↓↓↓
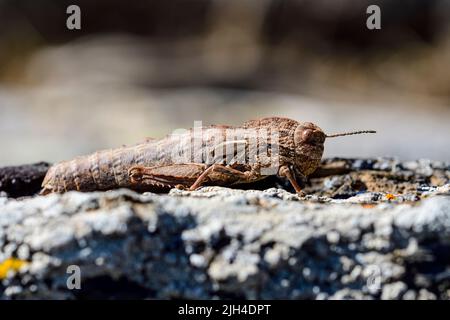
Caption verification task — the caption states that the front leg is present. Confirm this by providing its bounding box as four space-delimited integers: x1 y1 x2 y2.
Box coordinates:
278 165 302 194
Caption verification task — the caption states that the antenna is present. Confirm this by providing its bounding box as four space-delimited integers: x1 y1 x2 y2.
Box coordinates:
326 130 377 138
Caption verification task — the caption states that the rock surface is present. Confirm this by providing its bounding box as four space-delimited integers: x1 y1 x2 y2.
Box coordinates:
0 159 450 299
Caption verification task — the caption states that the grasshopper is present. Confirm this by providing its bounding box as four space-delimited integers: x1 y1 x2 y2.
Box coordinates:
41 117 375 195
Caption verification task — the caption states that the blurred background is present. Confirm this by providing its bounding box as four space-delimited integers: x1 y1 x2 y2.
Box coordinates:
0 0 450 165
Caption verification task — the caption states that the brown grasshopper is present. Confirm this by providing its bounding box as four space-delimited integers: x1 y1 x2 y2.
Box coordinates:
41 117 375 194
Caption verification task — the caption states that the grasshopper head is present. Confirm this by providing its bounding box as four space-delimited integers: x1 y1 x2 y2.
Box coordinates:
294 122 326 176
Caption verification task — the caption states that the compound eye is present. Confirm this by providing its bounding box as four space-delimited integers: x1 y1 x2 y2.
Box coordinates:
302 129 312 141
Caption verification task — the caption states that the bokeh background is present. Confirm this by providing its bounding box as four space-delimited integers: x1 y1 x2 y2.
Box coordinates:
0 0 450 165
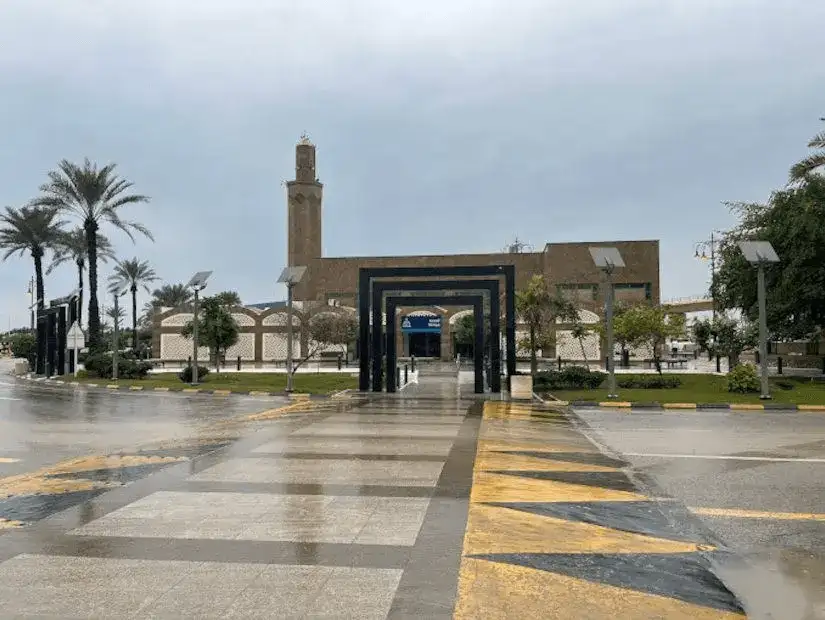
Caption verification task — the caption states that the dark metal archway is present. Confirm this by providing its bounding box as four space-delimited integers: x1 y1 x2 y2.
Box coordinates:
358 265 516 391
387 294 482 394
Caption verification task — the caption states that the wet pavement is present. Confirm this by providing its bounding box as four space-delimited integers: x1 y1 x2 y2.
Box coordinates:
577 409 825 620
0 366 825 620
0 376 289 528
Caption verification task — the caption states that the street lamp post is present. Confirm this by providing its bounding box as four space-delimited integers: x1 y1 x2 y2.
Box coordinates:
278 267 307 392
590 247 625 399
109 282 129 381
693 230 724 372
739 241 779 400
186 271 212 385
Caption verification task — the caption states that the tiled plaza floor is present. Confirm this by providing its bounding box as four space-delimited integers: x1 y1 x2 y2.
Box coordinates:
0 381 742 620
0 393 481 620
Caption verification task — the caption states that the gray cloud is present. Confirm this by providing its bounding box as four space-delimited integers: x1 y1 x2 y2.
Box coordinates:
0 0 825 324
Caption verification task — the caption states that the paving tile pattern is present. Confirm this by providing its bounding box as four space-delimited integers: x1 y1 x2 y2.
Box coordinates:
0 398 481 620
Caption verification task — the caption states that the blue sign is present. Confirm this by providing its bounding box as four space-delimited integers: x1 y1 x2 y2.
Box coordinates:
401 315 441 334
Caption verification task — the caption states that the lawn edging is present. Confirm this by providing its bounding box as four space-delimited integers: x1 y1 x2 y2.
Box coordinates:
17 375 351 400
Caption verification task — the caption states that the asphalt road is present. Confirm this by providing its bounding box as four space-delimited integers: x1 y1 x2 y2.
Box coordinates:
576 409 825 620
0 375 287 478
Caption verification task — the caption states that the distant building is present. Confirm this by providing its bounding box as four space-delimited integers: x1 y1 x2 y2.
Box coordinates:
155 138 659 361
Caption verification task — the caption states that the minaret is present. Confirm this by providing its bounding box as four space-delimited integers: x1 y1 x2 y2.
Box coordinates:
286 134 324 300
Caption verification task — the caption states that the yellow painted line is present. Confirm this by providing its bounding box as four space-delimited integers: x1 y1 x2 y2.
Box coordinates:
464 505 707 555
688 508 825 521
453 557 744 620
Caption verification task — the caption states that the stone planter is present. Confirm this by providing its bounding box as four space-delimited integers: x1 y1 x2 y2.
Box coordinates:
510 375 533 400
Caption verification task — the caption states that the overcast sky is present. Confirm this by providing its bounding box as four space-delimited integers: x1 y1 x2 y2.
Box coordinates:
0 0 825 329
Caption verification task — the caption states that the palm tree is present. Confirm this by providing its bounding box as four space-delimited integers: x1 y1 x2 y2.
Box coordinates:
33 158 154 348
46 227 115 324
143 284 192 322
0 207 65 310
790 118 825 184
109 257 159 350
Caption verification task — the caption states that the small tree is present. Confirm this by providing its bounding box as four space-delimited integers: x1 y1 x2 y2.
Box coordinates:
608 304 685 374
181 295 239 372
292 310 358 371
516 275 565 375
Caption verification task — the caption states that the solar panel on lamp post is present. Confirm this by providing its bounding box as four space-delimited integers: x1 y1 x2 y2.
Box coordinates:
186 271 212 385
739 241 779 400
278 267 307 392
589 247 625 399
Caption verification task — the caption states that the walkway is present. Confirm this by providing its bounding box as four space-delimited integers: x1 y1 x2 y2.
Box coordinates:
0 382 741 620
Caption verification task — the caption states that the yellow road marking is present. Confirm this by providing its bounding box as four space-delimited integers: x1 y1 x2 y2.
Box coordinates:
688 508 825 521
464 505 705 555
470 472 647 502
453 558 743 620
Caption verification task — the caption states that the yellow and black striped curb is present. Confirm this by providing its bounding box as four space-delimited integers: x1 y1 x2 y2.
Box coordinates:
18 376 356 400
454 402 744 620
535 395 825 413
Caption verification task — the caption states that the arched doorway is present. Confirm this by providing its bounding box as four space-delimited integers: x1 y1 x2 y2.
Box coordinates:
401 310 441 358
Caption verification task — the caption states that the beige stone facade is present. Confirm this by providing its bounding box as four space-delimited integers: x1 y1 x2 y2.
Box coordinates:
153 138 659 362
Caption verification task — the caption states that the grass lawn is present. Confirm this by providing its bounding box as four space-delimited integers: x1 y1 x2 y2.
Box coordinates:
79 372 358 394
553 375 825 405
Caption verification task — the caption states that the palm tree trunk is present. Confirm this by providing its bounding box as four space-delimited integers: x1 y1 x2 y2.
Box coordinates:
83 220 100 349
77 261 86 327
132 285 137 352
32 252 46 310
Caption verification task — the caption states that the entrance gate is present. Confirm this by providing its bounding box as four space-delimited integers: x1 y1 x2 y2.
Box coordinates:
358 265 516 392
387 295 482 394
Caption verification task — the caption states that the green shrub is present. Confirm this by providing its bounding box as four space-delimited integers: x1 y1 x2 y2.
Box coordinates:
533 366 605 392
178 364 209 383
774 379 798 392
616 375 682 390
728 364 760 394
83 353 152 379
9 333 37 370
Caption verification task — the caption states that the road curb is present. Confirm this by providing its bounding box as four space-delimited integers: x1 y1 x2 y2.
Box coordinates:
536 395 825 413
16 376 351 401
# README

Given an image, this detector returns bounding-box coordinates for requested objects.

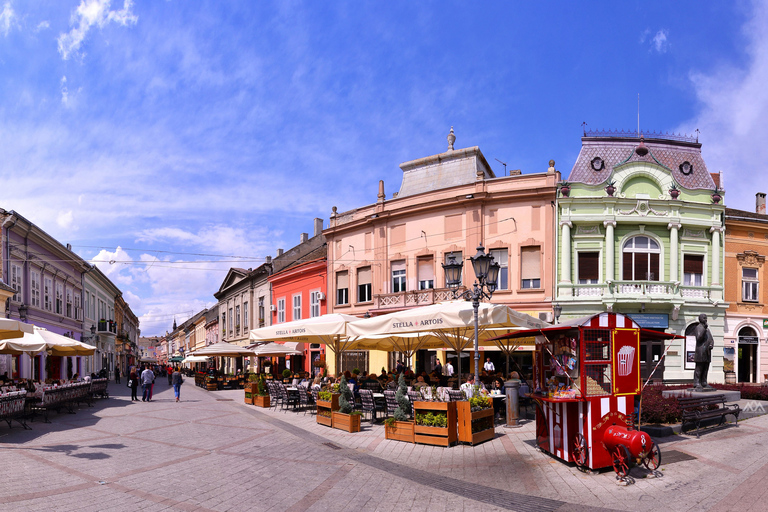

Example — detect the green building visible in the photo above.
[555,132,728,382]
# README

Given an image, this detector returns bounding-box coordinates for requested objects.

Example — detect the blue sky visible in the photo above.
[0,0,768,335]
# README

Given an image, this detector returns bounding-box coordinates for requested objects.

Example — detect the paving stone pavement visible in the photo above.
[0,379,768,512]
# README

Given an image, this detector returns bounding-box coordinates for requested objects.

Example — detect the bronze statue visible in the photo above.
[693,313,715,391]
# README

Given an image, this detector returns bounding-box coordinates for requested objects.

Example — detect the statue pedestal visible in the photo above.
[661,388,741,402]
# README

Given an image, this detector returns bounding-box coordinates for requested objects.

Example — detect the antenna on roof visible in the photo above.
[494,158,507,176]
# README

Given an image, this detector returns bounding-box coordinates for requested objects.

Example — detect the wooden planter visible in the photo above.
[315,393,339,427]
[456,402,496,445]
[331,411,362,432]
[413,401,456,446]
[253,395,269,409]
[384,421,414,443]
↑↑↑
_Given task_
Copy all of the data above word for word, leaving out the pictures.

_In response_
Caption verification task — the caption states that the front leg is present. Confirm this by providing its bounding box as four space-delimited integers: x1 y1 x2 y2.
Box coordinates:
278 165 302 194
Caption verification task — the caption states that the antenna is present. Confirm this by providing its bounding box as four space-delimited integers: x1 y1 x2 y2.
Box coordinates:
326 130 377 138
Caption verification task — the caption states that the rock surface is present. Confirm this by providing its bounding box as four space-delimited integers: x1 y1 x2 y2.
Box coordinates:
0 159 450 299
Caption verification task — the caption states that the grasshopper is present. Confirm this by providing its bounding box as four space-delimited integers: x1 y1 x2 y2.
Box coordinates:
41 117 375 195
Caption verification task — the caption states that the blurred background is present. Confirm this by providing its bounding box as four space-delimited integers: x1 y1 x2 y2.
Box coordinates:
0 0 450 165
Caption verification task — the caption states that the brown grasshopper is present. Confirm this by providing its bounding box as four space-delimited integers: x1 y1 x2 y2.
Box coordinates:
41 117 375 194
Caption verification task — the caption states that the grasshopper head is present. Confirm this by providing its bounding box as four space-delimited integers: x1 y1 x2 y2.
Box coordinates:
294 122 326 176
Caption verification task — the caption states that the compound eye is present. Confirm this by providing its bounding box as four space-delimited integers: x1 y1 x2 y2.
Box coordinates:
302 129 312 141
Caption verification task — the caption states that the bokeh background is present. Confirm this by providing its bounding box as four space-delimited integers: x1 y1 x2 y2.
Box coordinates:
0 0 450 165
Caption verification task — the caption states that the dark metal archway is present. Confirm this by providing its bounding box as four space-delimited integers: x1 y1 x2 y2.
Box coordinates:
358 265 516 391
387 294 482 394
Caption verification task — the caption states that the wet pavement is present. Confirm this by providing its bounding box as four space-delimited integers: x1 y1 x2 y2.
Box coordinates:
577 409 825 620
0 366 825 620
0 376 289 528
Caption verification task — the caption states that the street lamp post is present. Confirm this by providing its bounding box as four space-delimited integers: x1 y1 x2 y2.
Box coordinates:
278 267 307 392
590 247 625 399
109 282 129 381
693 230 724 372
739 241 779 400
186 271 212 385
Caption verification task — the caption states that the tiled plaza floor is present. Confirm this by providing its bounding box as four space-delimited integers: x1 y1 x2 y2.
Box coordinates:
0 381 742 620
0 393 481 620
Caption verification task — the caption states that the gray cloud is present. Confirm this by providing its bounding box as four space-delimited integers: x1 y1 x2 y2.
Box coordinates:
0 0 825 324
Caption verification task — the caption states that the paving tile pattern is present. Confirm this by providing its bounding box as four space-delimited integers: x1 y1 x2 y2.
Box coordinates:
0 398 481 620
Caption verification task — the caption states that the blue sign is present. Confirm this by providing its bounding box as four space-delimited integers: x1 y1 x2 y2.
Box coordinates:
401 315 441 334
Caption verification task — the caption states that the lawn edging is present. Confirm this by providing its bounding box as four space-delimited integers: x1 y1 x2 y2.
Box coordinates:
17 375 351 400
Caption verification task — the caption states that the asphalt road is present. Confirm this by providing its bounding box as four space-delimited integers: x1 y1 x2 y2.
Box coordinates:
576 409 825 620
0 375 287 478
Caption verification task — the caption states that the distant building is present. Confirm this by providing its bounding box as four space-delimited integers: x1 y1 x2 y2.
Box coordinates:
155 138 659 361
Caption verification task — the caption states that the minaret is present. Confirm this by providing its bounding box as four space-delimited integers: x1 y1 x2 y2.
Box coordinates:
286 134 324 300
Caption verification task — the caption states that the yellow painted line is present. Confirm this by providing its bounding box as four space-delimited integers: x1 y1 x2 y2.
Box coordinates:
464 505 707 555
688 508 825 521
453 557 744 620
Caption verification task — the caption states that the stone planter is present. Confirm this by providing its bounding box as four space-delimited integers: x1 y1 x2 y2.
Box coordinates:
510 375 533 400
Caption verification task — the caption states that the overcast sky is present. Confirm this by providing its bounding box as four space-delimited integers: x1 y1 x2 y2.
Box coordinates:
0 0 825 329
Caption verification task — the caption states that the palm tree is present. Confirm this by providing its bounding box as four space-delimited integers: x1 y1 x2 y2.
Box coordinates:
33 158 154 348
46 227 115 324
143 284 192 322
0 207 65 310
790 118 825 184
109 257 159 350
Caption verification task — the caption states that the small tree is present. Confirm this by providing its bounding box as four space-delimited integers: x1 y1 x2 y2.
Box coordinates:
608 304 685 374
181 295 239 372
292 310 358 371
516 275 565 375
Caption verification task — the caption states that the solar panel on lamp post is present. Confirm this by providing its bounding box as four space-delimited integers: x1 y1 x2 y2.
Box coordinates:
186 271 212 385
739 241 779 400
278 267 307 392
589 247 625 399
Caption verification task — the caption states that the walkway is present. Confirm this by providing its bounding box as four space-delimited integers: x1 y1 x2 y2.
Box coordinates:
0 382 741 620
Caption verification task — the caption states that the yellow road marking is present. Confirm this by providing its bounding box as four space-delimited integers: x1 y1 x2 y2.
Box coordinates:
688 508 825 521
464 505 705 555
470 472 647 502
453 558 743 620
Caption verification task — the caption states that the yellow and black striped curb is present. Confirm this by providing its bounding box as four space-delimited integers: x1 y1 x2 y2.
Box coordinates:
18 376 356 400
454 402 744 620
535 395 825 413
Caption verification task — the caption states that the arched doorway is present. Confirm this by providing its bounding box as four space-delimited integers: x1 y1 x2 y2.
Box coordinates:
401 310 441 358
Caption verification task — the caption states that the beige stone facade is present. Confirm this by providing its bounding box as four space-delimited integers: x1 y1 x2 y2.
Box coordinates:
153 138 659 362
Caption verification task — the caption states that the grass lawn is present. Confirm this by providing its bounding box as four space-delimited integers: x1 y1 x2 y2.
Box coordinates:
79 372 358 394
553 375 825 405
Caption verification task — the caption states that the palm tree trunk is present. Confirm this by providing its bounding box as four space-delimited integers: x1 y1 x2 y2.
Box coordinates:
83 220 100 349
77 261 86 327
132 285 137 352
32 252 46 310
Caption verification task — the caption states that the entrance gate is present. Confirm this by providing its bounding box as four space-delimited integers: x1 y1 x2 y2.
Box coordinates:
358 265 516 392
387 295 482 394
Caption verification task — the caption states that the green shrub is present. Confirm this by providing its bounding box as four space-delimited integers: x1 y1 x2 y2.
Box coordinates:
533 366 605 392
178 364 209 383
774 379 798 392
616 375 682 390
728 364 760 394
83 353 152 379
9 333 37 370
Caption verification task — the caption states that the road curb is present. Confirm this by providing its bounding box as four space-delimited integers: x1 y1 x2 y2.
Box coordinates:
536 395 825 413
16 376 351 401
# README

Given an image, this detector returns bounding-box coordinates for requested objects.


Example — detect the green building visible in the photo above.
[555,132,728,382]
# README

Given an image, this detector returns bounding-box coordinates for requested objects.

Example — detect the blue sky visible in the photo above.
[0,0,768,335]
# README

Given an image, this detector returns bounding-box coordinates for requested objects.

Example — detect the paving stone pavement visible in the photo above.
[0,379,768,512]
# README

Given an image, this detector returns bounding-box coordinates for requested objects.

Example — detect the bronze statue visible in the photo above.
[693,313,715,391]
# README

Given an image, this detector returns bounding-box coordinates for requested objects.

Example — detect the statue pedestal visible in the photo above.
[661,388,741,402]
# README

Given an image, this detector returns bounding-box coordinates for requested objects.

Example — detect the antenna on roof visible in the photo above.
[494,158,507,176]
# README

Given an image, this detector returns bounding-box coordinates for requested objects.

Example — detect the wooden planter visible in the photo above.
[315,393,339,427]
[456,402,496,445]
[331,411,362,432]
[413,401,456,446]
[253,395,269,409]
[384,421,414,443]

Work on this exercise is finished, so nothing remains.